begin Text shown
Monday, March 26, 2012

Carrie: The Musical


I felt as if I had stepped back in some strange time warp. The year was 1988 and I saw Carrie: The Musical on Broadway. It was also some time around then, I saw the off-Broadway play Steel Magnolias at the Lucille Lortel Theatre. Well, those two came together when I caught the 2012 revamped Carrie playing at the Lortel this weekend. And I'm so glad that I did.


The musical of Carrie has been the butt of numerous jokes. The idea of turning Stephen King's book into a musical baffled many. It was the largest flop in history. Even the title of a book of flops. But for those of us old enough to have seen Betty Buckley & Linzi Hately in the original (and trust me, the amount of people that say they actually saw it have grown beyond the number the theater would have held) - we have been waiting for years for someone to rework this musical. For many of us, the scenes between Carrie & her mother were opera gold. Beautiful arias and duets that sent shivers down your spine. And then the rest of the show would happen. And you would ask yourself "what bad 80s nightmare have I been dropped into where the torture is unending dance scenes, pyrotechnics, and some cutesy telekinetic dance number with shoes." (You can search the internet to see others videos of the original or someone has put together a listing from both productions.) 


But many have said the show could be fixed. It deserved to be salvaged. And the writing team returned under the directive eye of Stafford Arima (who at my age also saw the show at 19 the first time around) and have scaled down that vast show from the late 80s. The critics have seen it, they've weighed in - but let me share my thoughts.


Marin Mazzie & Molly Ranson in Carrie
What worked before still works. Marin Mazzie gives us a different Margaret White than the crazed woman we are used to seeing. Hers is more a woman teetering on the edge (perhaps after playing a bipolar mother in Next to Normal) - but it still works for me. Her Margaret has a heart, pain, emotion that begs for us to understand her and feel for her. Many have complained she is not crazy enough...but I really appreciated her performance. (Even as I type that - I still love to hear Betty Buckley sing this score and glad we have the internet to hear her on the songs.) Others have stated that Molly Ranson is not enough of an outcast, but her performance made us feel for Carrie and cheer for her (even though everyone in the audience knows where the show is going) She has a great voice for the role.
end Text shown
begin Dataset records
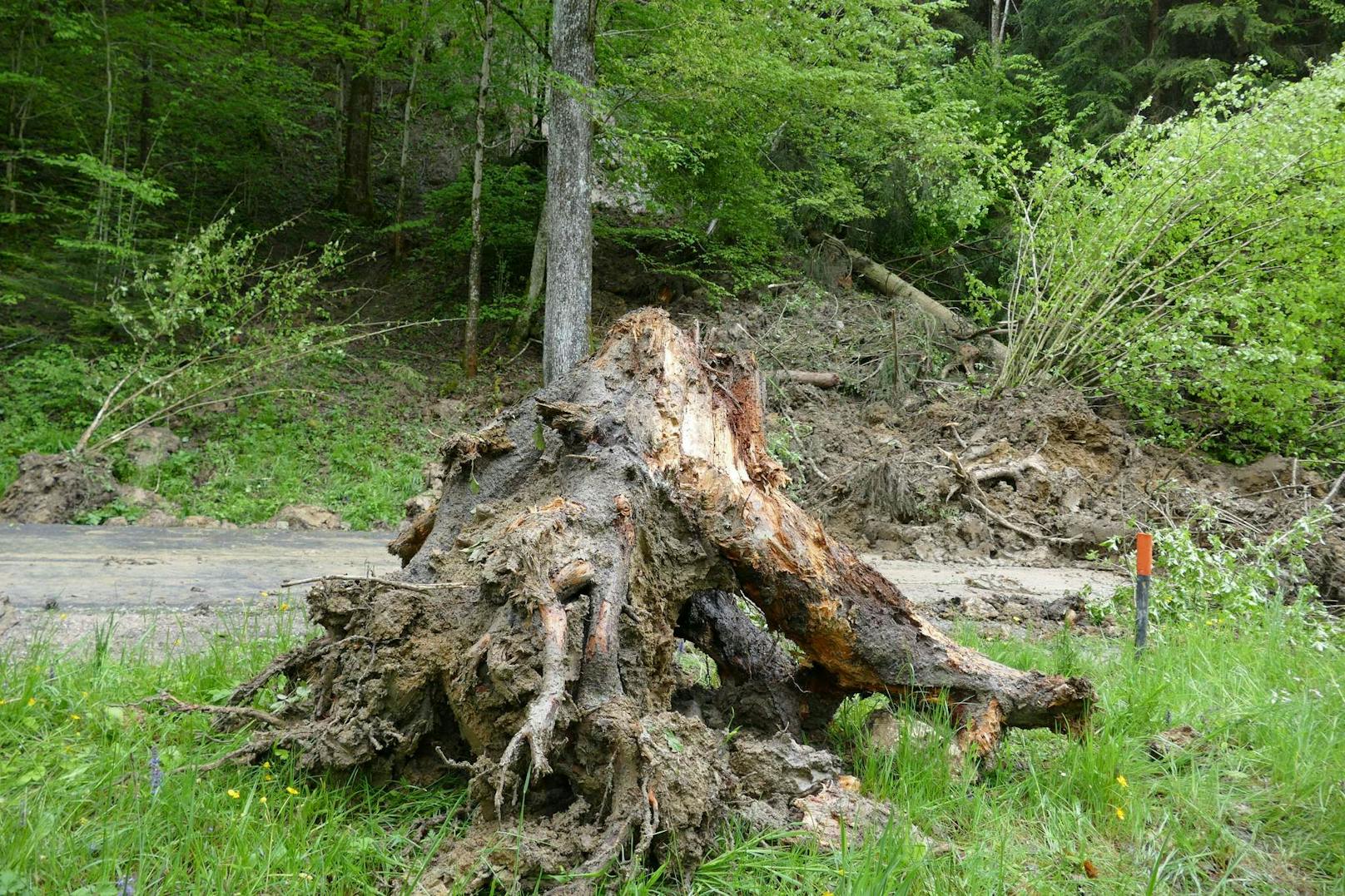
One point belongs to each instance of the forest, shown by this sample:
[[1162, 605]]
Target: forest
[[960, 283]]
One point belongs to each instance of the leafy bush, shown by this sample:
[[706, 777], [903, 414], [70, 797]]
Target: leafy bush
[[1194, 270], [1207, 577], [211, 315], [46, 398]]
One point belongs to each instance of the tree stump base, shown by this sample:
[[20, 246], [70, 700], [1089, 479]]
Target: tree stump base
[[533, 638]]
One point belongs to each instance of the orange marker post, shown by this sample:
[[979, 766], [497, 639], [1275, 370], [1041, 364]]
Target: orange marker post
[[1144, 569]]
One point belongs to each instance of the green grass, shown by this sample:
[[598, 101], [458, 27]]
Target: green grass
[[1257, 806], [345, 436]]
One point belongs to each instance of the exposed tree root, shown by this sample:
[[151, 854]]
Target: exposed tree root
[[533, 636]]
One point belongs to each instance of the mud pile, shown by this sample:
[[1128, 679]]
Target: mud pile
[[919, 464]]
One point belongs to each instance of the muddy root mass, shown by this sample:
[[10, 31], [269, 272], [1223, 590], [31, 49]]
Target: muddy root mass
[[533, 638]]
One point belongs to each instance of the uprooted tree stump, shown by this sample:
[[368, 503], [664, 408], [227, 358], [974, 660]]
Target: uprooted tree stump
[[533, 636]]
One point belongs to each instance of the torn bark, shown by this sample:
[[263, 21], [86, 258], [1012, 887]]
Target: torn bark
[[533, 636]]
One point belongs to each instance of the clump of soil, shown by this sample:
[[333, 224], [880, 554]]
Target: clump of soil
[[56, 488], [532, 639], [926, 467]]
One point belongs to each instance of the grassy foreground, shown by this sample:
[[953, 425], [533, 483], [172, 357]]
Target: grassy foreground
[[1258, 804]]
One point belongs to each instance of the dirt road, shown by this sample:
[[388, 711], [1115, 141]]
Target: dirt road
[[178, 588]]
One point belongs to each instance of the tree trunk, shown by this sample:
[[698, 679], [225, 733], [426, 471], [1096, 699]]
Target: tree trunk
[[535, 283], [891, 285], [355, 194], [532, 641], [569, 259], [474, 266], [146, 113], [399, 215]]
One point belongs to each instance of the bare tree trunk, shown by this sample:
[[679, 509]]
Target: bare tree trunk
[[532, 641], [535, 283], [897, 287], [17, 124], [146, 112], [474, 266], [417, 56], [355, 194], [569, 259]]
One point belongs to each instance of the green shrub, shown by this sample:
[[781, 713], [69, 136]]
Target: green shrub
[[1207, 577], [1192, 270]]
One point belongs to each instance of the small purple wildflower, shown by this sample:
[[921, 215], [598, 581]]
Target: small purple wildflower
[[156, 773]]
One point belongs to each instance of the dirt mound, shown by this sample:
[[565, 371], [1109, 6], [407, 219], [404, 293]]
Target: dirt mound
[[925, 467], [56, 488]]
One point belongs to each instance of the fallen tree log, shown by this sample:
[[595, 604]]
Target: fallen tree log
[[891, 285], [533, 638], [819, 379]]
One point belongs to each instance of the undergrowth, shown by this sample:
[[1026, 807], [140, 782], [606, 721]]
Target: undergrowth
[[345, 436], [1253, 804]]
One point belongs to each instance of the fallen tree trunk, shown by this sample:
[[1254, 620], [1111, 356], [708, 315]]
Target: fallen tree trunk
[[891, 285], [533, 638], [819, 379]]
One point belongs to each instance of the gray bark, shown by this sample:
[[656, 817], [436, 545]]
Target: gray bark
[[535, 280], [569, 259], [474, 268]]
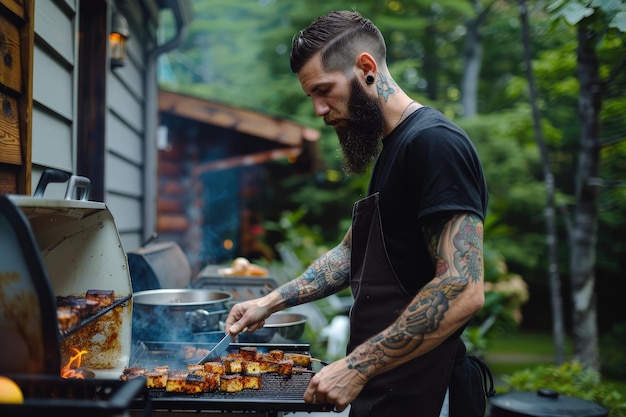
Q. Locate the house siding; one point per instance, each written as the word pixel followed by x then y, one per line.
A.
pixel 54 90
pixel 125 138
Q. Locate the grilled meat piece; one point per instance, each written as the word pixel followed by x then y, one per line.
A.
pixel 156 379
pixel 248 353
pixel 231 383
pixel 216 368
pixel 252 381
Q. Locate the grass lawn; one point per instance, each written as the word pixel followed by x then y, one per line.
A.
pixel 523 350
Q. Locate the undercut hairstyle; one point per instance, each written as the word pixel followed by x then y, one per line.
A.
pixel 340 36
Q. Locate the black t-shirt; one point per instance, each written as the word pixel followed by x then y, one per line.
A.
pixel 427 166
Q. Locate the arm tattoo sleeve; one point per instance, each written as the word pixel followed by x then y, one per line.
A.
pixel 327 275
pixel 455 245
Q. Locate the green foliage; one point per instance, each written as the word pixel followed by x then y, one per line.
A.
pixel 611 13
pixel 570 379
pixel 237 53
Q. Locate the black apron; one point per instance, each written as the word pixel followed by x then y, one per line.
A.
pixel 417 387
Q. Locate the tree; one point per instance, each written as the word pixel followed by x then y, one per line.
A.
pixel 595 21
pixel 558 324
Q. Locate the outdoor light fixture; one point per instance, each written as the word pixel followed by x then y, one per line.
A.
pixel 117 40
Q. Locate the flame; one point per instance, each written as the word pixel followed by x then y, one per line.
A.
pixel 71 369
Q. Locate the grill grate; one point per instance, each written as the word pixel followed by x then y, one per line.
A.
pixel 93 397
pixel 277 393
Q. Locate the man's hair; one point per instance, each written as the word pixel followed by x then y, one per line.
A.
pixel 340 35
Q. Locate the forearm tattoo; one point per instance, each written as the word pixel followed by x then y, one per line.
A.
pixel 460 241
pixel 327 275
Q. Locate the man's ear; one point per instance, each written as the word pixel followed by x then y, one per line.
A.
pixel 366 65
end Dataset records
What you need to do:
1. Which performers does the Carrie musical review name?
2. In the listing, print the stretch from the line containing "fallen tree trunk, shown" through the line containing "pixel 417 387", including both of those lines, and leave the pictures out.

The replies:
1.
Betty Buckley
Linzi Hately
Marin Mazzie
Molly Ranson

2.
One point belongs to each instance of the fallen tree trunk, shown by this sample:
[[1254, 620], [1111, 356], [708, 315]]
Target: fallen tree trunk
[[891, 285], [533, 638], [819, 379]]
One point belongs to each instance of the gray bark, shown by this sample:
[[656, 817], [436, 545]]
Target: gray bark
[[535, 280], [569, 259], [474, 268]]
Q. Locate the house siding; one point per instance, each written as the word pixel followed by x then y, one per line.
A.
pixel 54 90
pixel 125 138
Q. Locate the grilled meat piece; one point per instance, each written as the word pixel followed by x then y, one per line.
A.
pixel 156 379
pixel 248 353
pixel 231 383
pixel 216 368
pixel 252 381
Q. Locate the grass lawn; one point per instance, each written as the word pixel followed by x then y, one per line.
A.
pixel 523 350
Q. Locate the undercut hairstyle; one point per instance, each written as the word pixel followed by x then y, one per line.
A.
pixel 340 36
Q. Locate the black t-shirt; one point per instance, each written as the word pixel followed by x then y, one per line.
A.
pixel 427 166
Q. Locate the arm tattoo sleeve; one point per instance, each written as the word pixel followed by x then y, one per line.
A.
pixel 327 275
pixel 455 245
Q. Locate the green foliage; one point per instance, each written as the word pixel followed by x then y, one per line.
A.
pixel 611 13
pixel 570 379
pixel 237 53
Q. Locate the black apron; one point per instance, each written as the word pixel followed by x then y, one per line.
A.
pixel 417 387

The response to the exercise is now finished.